TASK TO COMPLETE
Print what the records say exactly, and omit the pictures.

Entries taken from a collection
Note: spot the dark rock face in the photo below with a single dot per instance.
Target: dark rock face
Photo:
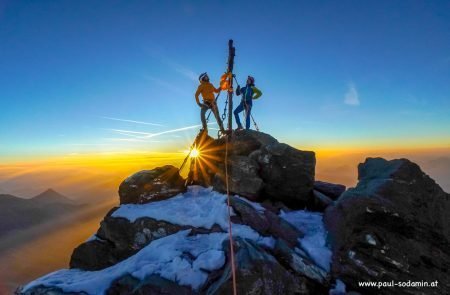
(261, 168)
(257, 273)
(266, 223)
(330, 190)
(118, 239)
(244, 178)
(151, 185)
(300, 263)
(321, 201)
(393, 226)
(152, 285)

ANSWER FOR THE TASK
Note: spot the dark rock face in the photo below with a single dot per instance.
Target: dark rock face
Photo:
(261, 168)
(257, 273)
(266, 223)
(330, 190)
(118, 239)
(244, 178)
(151, 185)
(300, 263)
(321, 201)
(393, 226)
(152, 285)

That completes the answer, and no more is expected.